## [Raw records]
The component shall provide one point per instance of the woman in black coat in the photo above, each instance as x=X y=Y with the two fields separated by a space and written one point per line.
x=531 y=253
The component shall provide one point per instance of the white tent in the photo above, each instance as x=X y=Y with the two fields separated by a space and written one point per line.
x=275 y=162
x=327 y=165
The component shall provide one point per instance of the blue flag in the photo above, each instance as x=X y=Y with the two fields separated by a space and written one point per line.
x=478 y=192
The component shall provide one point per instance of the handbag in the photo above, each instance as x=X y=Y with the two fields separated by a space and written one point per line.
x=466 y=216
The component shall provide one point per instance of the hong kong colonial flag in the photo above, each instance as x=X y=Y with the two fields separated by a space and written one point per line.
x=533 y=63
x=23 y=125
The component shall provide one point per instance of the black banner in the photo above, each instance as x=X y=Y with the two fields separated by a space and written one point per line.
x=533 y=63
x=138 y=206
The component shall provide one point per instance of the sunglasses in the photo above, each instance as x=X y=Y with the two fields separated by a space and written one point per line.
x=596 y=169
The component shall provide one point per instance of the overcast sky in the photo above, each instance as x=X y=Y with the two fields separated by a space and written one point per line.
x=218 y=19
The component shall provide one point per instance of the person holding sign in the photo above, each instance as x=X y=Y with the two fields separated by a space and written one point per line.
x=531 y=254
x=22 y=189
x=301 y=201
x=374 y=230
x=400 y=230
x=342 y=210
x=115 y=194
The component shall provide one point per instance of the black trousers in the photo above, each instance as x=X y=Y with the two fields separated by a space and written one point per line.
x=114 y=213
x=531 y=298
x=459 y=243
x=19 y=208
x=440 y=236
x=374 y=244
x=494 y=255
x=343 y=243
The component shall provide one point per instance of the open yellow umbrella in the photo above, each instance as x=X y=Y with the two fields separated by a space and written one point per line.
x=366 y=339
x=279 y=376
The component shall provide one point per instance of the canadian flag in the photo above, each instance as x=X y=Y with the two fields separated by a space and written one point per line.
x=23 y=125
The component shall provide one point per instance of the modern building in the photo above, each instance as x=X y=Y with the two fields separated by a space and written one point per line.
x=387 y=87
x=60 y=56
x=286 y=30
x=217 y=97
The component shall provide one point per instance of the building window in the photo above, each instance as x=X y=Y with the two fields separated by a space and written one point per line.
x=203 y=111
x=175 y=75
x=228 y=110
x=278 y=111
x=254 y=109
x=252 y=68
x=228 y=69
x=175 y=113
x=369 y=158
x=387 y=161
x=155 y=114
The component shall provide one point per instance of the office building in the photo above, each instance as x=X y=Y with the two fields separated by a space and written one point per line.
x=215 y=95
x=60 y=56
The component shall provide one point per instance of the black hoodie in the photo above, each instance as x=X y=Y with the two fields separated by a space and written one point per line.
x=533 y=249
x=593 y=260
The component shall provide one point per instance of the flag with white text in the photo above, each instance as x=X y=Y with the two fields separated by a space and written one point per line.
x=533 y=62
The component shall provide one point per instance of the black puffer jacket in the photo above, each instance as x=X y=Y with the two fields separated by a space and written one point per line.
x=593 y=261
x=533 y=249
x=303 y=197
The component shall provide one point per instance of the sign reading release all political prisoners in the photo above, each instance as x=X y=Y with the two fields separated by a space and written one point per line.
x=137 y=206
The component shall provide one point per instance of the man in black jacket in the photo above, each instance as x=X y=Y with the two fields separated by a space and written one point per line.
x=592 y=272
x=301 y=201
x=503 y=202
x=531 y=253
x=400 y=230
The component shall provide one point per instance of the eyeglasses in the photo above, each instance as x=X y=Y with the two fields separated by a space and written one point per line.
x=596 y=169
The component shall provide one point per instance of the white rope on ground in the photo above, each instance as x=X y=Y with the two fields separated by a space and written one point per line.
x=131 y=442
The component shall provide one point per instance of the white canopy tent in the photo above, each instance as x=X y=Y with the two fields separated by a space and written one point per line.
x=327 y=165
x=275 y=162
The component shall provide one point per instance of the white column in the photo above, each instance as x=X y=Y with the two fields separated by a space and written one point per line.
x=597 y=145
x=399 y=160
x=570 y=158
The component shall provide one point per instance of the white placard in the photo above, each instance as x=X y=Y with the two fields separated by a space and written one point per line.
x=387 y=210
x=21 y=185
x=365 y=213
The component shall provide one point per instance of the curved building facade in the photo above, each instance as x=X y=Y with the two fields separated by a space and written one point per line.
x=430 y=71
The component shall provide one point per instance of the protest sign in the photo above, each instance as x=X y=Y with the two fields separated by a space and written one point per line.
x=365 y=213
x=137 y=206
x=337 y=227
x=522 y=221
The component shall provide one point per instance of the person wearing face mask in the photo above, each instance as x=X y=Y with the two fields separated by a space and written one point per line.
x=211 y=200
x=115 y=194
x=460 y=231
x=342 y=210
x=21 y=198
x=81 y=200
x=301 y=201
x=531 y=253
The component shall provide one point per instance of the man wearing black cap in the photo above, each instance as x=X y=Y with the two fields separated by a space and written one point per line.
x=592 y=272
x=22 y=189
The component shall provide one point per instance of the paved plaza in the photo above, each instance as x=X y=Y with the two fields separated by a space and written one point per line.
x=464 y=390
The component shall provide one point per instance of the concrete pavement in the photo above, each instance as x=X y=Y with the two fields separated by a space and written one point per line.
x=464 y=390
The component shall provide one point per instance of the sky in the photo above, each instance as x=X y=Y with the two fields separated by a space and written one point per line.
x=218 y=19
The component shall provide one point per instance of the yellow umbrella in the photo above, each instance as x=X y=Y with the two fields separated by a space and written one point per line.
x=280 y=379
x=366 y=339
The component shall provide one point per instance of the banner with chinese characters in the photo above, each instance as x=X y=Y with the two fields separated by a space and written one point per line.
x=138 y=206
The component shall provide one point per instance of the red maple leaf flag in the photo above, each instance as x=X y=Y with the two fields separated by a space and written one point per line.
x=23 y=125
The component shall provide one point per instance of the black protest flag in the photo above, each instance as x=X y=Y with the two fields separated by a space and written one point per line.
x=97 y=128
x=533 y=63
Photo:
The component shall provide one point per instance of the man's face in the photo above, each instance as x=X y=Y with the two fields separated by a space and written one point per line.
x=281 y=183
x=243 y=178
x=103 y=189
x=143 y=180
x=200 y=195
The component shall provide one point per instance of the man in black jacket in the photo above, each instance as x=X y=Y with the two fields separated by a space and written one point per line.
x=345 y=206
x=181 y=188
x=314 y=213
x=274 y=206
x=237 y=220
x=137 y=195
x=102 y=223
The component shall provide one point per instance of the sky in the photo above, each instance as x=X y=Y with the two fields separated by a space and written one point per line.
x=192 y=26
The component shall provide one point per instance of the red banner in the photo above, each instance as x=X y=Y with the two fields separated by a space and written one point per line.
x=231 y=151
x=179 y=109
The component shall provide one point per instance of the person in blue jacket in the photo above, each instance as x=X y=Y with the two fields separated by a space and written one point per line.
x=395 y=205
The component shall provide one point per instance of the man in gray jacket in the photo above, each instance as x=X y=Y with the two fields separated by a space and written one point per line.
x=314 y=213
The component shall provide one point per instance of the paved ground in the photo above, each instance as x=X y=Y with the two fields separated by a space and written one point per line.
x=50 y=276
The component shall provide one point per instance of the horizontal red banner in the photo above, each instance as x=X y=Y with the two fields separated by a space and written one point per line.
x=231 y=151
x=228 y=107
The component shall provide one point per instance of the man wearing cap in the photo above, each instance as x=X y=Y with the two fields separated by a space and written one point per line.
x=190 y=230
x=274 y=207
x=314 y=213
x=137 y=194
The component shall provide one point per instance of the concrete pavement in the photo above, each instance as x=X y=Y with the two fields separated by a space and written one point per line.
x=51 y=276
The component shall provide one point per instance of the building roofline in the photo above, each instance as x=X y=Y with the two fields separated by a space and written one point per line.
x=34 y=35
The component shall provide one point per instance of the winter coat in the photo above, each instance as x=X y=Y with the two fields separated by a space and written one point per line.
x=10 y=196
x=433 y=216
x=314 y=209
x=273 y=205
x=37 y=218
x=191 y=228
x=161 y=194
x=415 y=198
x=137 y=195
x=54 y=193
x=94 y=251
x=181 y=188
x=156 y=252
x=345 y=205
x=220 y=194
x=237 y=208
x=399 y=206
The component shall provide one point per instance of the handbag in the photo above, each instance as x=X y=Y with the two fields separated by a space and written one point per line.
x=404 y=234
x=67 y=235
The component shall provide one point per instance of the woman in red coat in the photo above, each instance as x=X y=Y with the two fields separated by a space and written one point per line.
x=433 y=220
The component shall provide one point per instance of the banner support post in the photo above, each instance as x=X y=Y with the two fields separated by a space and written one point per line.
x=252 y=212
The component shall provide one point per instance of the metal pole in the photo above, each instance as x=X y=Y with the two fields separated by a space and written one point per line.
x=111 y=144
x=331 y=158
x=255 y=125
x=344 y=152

## [TO DO]
Your task is to transcribe the line containing "the building roofline" and every line after it, through the last line of the data, exactly as written and with nothing more.

## [REPLY TO THE TASK]
The component shall provide one point per instance of the building roofline in the photo above, each instance as x=X y=Y with the two fields separated by a space and written one point per line.
x=34 y=35
The component shall provide one point per instance of the winter coat in the photo above, each instance as x=X y=Y with the two fields separated by a space and written one point per line.
x=10 y=196
x=433 y=216
x=314 y=209
x=273 y=205
x=37 y=218
x=191 y=228
x=161 y=194
x=415 y=198
x=137 y=195
x=54 y=193
x=94 y=251
x=181 y=188
x=156 y=252
x=345 y=205
x=220 y=194
x=237 y=208
x=399 y=206
The component shall provide one point per instance of the handbag in the photo above, each instance as x=X y=Y with the two fields separated by a space and written one point per line.
x=404 y=234
x=67 y=235
The component shall provide one point per instance of the woman in red coat in the photo above, each instance as x=X y=Y with the two fields separated by a space and written one point per line.
x=433 y=220
The component shall provide one point per instance of the banner support post in the photo above, each instance as x=X y=Y with the two fields separated by a space and written one point per line.
x=252 y=212
The component shall provide one point per instance of the metal pole in the photo above, each instance as x=X y=Y with the two fields separated by a space and written one point per line.
x=111 y=144
x=331 y=158
x=255 y=125
x=344 y=152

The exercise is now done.